--- EXERCISE REQUIREMENTS ---
Reproduce verbatim the stretch of material below, from the line containing "beach chair seat" through the line containing "<point>164,228</point>". Include both of those lines and nothing outside them.

--- SUPPLIED DATA ---
----

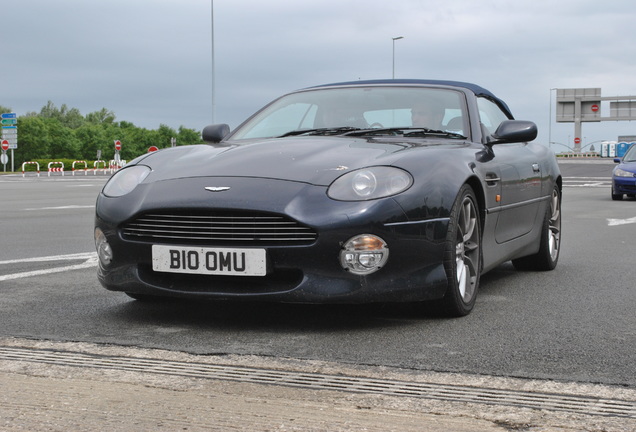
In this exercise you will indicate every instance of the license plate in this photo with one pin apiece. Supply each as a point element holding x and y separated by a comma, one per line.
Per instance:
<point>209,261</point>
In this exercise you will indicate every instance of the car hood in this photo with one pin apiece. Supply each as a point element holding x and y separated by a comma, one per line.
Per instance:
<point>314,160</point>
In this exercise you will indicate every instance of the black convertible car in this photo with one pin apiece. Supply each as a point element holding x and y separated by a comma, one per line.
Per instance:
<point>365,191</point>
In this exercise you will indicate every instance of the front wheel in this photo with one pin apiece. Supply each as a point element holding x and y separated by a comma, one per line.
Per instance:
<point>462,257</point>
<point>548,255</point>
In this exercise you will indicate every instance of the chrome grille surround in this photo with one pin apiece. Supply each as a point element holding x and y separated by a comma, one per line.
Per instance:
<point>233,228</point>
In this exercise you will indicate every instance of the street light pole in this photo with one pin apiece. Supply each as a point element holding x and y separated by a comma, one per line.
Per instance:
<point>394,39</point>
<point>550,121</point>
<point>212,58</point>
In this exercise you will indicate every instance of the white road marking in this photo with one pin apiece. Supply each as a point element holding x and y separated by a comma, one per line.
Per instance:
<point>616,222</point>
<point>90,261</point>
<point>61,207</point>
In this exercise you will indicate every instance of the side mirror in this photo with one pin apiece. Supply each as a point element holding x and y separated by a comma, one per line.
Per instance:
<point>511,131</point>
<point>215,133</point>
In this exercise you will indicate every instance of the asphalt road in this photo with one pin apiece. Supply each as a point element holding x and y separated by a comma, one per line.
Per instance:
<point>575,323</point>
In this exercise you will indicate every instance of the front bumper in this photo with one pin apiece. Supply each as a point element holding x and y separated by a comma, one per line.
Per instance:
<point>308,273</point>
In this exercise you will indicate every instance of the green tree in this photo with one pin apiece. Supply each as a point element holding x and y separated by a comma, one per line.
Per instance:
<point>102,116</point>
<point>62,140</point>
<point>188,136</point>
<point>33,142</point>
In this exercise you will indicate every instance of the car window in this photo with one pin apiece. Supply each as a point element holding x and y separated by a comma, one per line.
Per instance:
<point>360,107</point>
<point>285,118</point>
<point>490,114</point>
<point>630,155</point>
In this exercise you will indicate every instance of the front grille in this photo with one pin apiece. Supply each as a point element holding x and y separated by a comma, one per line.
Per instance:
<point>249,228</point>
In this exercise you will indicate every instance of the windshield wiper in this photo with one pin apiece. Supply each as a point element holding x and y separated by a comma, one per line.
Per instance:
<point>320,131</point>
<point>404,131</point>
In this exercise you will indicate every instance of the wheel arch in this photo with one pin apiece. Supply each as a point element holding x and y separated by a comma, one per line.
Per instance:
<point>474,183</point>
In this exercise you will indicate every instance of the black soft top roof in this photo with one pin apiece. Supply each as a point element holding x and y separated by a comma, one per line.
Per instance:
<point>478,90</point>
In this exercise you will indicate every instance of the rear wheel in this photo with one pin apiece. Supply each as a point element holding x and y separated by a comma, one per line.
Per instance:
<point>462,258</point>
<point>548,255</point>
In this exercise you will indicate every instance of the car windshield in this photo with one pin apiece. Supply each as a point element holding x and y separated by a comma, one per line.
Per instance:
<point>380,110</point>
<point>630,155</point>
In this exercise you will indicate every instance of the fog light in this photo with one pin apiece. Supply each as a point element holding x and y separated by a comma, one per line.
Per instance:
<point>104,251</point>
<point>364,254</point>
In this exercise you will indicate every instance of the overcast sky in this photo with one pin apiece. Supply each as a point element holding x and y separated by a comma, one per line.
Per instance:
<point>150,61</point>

----

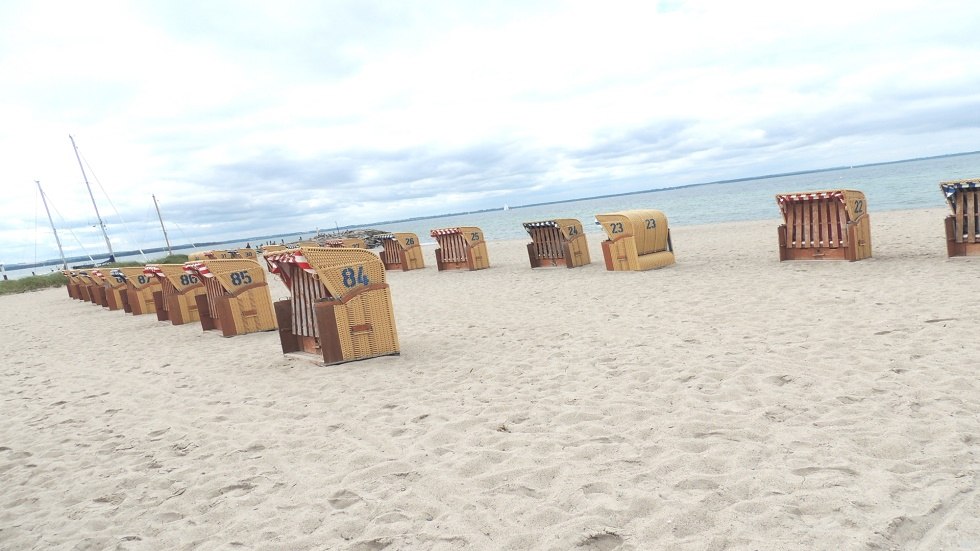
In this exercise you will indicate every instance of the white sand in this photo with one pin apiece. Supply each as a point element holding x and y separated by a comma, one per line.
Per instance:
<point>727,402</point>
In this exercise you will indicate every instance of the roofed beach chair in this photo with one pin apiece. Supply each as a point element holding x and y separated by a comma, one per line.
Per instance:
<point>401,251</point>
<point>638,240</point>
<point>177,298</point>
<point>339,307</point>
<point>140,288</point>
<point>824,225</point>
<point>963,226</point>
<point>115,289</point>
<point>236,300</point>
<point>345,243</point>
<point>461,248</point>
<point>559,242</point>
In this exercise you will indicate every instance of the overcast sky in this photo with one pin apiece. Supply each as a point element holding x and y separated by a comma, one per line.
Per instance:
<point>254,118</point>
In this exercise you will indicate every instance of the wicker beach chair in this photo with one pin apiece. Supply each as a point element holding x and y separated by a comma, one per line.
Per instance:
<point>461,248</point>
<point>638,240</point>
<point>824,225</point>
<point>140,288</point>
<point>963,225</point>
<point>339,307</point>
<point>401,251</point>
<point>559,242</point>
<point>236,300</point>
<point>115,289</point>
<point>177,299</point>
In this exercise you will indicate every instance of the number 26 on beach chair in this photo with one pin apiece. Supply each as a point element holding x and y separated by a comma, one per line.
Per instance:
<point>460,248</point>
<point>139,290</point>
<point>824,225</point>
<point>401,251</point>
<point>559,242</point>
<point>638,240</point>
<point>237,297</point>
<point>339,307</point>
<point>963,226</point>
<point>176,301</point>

----

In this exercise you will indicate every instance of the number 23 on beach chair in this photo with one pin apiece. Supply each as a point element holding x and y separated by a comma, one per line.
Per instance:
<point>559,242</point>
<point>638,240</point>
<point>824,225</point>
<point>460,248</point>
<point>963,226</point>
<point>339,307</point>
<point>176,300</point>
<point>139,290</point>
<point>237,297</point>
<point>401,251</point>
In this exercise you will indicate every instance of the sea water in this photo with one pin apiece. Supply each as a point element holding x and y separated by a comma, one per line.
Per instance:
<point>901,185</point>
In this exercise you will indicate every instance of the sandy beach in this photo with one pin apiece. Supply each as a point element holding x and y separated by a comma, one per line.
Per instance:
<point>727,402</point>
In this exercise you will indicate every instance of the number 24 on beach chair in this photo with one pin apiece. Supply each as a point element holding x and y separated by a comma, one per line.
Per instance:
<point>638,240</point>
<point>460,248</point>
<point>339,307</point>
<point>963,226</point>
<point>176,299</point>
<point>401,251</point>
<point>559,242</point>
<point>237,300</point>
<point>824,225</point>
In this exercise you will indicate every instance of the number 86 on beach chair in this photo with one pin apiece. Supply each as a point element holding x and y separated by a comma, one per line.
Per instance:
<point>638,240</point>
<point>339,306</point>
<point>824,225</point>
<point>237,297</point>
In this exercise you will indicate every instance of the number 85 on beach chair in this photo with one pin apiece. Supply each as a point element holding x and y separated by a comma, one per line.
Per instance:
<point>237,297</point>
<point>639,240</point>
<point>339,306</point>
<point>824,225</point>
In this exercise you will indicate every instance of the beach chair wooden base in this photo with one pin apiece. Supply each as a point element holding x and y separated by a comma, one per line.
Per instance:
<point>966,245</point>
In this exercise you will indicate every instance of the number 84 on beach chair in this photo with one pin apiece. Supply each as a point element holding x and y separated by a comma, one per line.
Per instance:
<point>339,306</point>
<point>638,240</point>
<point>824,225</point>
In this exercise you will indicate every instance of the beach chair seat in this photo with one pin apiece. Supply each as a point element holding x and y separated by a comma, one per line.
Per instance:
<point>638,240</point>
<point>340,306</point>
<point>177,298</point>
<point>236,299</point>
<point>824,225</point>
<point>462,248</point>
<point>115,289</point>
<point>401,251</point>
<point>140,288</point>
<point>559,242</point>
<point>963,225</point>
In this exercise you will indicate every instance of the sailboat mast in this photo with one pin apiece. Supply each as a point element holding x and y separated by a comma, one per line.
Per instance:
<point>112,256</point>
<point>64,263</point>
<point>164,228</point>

----

--- FINAL RESULT ---
In this exercise you will indicate every instance of the beach chair seat in this photo with one pin apiece. Supply each as a point element holding x and y separated by a comma, one per line.
Per instance:
<point>638,240</point>
<point>340,306</point>
<point>177,298</point>
<point>236,299</point>
<point>824,225</point>
<point>462,248</point>
<point>115,289</point>
<point>401,251</point>
<point>140,288</point>
<point>559,242</point>
<point>963,225</point>
In this exercise you will indicate every instance of the sailboat mast in this photo with one pin apiece. Supply each as a point element holding x and y separated by a comma, one per line.
Per instance:
<point>112,256</point>
<point>64,263</point>
<point>164,228</point>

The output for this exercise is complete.